Document extract
# Bat Cave Wood Stove/Heater



## coloradocowpatti (Apr 18, 2013)

Hi, need help finding the piece of pipe that connects a Bat Cave Insert to the regular stove pipe. Anyone know what it is called and where I might can find one or have one made?  Ok, here is a pic.  The opening with the attached piece is 14x3", which is crazybe because it doesn't even fit, as you can see there are holes on each corner for the smoke to come out into the house?  Oh well, if you can shed any light on this I would surely appreciate it!


----------



## fossil (Apr 18, 2013)

Got more specific/descriptive information?  Photos?


----------



## BrotherBart (Apr 18, 2013)

Give High Valley a call. They started out making Bat Cave stoves, then Carolina stoves and the High Valley. If it is a rectangular hole in the top of the stove you are looking for an "insert boot". A Google search will produce several. Also you can get them from hartshearth.com.

http://www.highvalleystoves.com/about.php


----------



## webbie (Apr 19, 2013)

As the page says, they were bought by Stoll - the old info is likely to be lost by now...but, as BB says, you can find something to do the job.

What you need to do is measure the rectangular opening and note what may be on the inside of it (dampers, stuff in the way, etc.).....
Then look for something like this:
http://www.efireplacestore.com/cpf-20080.html

or this:
http://www.woodmanspartsplus.com/738875/products/Stove-Stack.html

If you carefully measure and ask the right questions, you will end up with the right part!


----------



## webby3650 (Apr 19, 2013)

As was mentioned above, Stoll recently assumed High Valley. They make a great product. All there doors are incredible as well as the stoves and inserts, but i don't think they will be involved with these old "boots". There are so many available aftermarket, there would be no need to.

I was pretty impressed with the High Valley products at the HPBA show!


----------



## coloradocowpatti (Apr 20, 2013)

Written instruction 1
Give the distinct usernames that head posts in the Bat Cave stove thread.
Written instruction 2
For each statement, decide whether the Bat Cave stove thread supports it. Answer yes or no and quote the words that settle it.
(a) The opening on the insert measures 14x3".
(b) According to BrotherBart, High Valley started out making Carolina stoves.
(c) webby3650 expects Stoll to supply the old boots.
Written instruction 3
Continue the Bat Cave stove thread from its final heading.

Records
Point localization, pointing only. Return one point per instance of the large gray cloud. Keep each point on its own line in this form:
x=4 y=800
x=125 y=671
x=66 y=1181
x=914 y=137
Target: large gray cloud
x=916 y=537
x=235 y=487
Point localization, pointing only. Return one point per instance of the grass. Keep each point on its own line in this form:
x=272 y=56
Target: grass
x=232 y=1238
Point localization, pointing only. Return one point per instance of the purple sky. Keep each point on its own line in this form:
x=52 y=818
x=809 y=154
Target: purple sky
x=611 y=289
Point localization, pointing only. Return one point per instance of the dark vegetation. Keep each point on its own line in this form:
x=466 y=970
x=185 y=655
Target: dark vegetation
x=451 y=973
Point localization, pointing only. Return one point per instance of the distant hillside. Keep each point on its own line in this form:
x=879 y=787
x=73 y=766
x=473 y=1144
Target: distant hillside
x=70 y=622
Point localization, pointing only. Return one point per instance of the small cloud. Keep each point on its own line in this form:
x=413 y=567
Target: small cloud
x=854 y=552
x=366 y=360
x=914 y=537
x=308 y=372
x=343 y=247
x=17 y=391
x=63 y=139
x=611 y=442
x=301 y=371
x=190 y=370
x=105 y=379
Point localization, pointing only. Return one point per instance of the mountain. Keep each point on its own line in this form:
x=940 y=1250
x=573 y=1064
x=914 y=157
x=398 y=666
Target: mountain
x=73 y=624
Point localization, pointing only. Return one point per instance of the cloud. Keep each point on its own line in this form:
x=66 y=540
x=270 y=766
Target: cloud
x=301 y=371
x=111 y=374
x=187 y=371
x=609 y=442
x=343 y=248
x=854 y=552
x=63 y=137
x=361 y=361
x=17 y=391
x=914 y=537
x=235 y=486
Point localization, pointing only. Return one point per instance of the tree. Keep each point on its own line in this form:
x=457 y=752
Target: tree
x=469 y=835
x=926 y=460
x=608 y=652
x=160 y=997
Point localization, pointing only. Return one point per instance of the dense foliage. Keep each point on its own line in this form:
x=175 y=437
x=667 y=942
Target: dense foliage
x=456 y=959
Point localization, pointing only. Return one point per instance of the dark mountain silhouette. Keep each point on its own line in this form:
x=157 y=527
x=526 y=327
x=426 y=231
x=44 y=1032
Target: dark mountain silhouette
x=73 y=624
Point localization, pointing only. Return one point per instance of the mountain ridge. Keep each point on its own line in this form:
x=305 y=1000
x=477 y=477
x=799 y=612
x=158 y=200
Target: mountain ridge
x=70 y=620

Expected output 1
coloradocowpatti, fossil, BrotherBart, webbie, webby3650

Expected output 2
(a) Yes: "The opening with the attached piece is 14x3""
(b) No: "They started out making Bat Cave stoves, then Carolina stoves and the High Valley."
(c) No: "i don't think they will be involved with these old "boots""

Expected output 3
fossil said:


> Got more specific/descriptive information? Photos?


Hi, posted a pic of the bat cave wood stove with the problem opening. thanks!


----------



## BrotherBart (Apr 20, 2013)

Here is a bunch of them.

*http://tinyurl.com/cud3rsu *


----------



## coloradocowpatti (Apr 20, 2013)

BrotherBart said:


> Here is a bunch of them.
> 
> *http://tinyurl.com/cud3rsu *


thanks so much! kool! really appreciate your help!


----------



## fossil (Apr 20, 2013)

That's what we're here for...let us know what you come up with.  Have fun!  Rick


----------



## fpresler (Oct 13, 2014)

coloradocowpatti said:


> Hi, need help finding the piece of pipe that connects a Bat Cave Insert to the regular stove pipe. Anyone know what it is called and where I might can find one or have one made?  Ok, here is a pic.  The opening with the attached piece is 14x3", which is crazybe because it doesn't even fit, as you can see there are holes on each corner for the smoke to come out into the house?  Oh well, if you can shed any light on this I would surely appreciate it!
> 
> 
> 
> ...


 Here's a pic of mine. I too am looking for a stack either 6" or 8" if anyone can help. Its a Bat Cave regular model F-100. Thank you.


----------



## webbie (Oct 13, 2014)

fpresler said:


> Here's a pic of mine. I too am looking for a stack either 6" or 8" if anyone can help. Its a Bat Cave regular model F-100. Thank you.


It sure looks like this one will fit over:
http://hartshearth.com/ProductCart/pc/viewPrd.asp?idproduct=3830&idcategory=0


----------



## fpresler (Oct 13, 2014)

webbie said:


> It sure looks like this one will fit over:
> http://hartshearth.com/ProductCart/pc/viewPrd.asp?idproduct=3830&idcategory=0


 I'm sorry, I should have been more specific. I am no longer using it as an insert, but free standing on a hearth. I need to be able to transition from where the stack goes into the stove to the stovepipe. Sorry.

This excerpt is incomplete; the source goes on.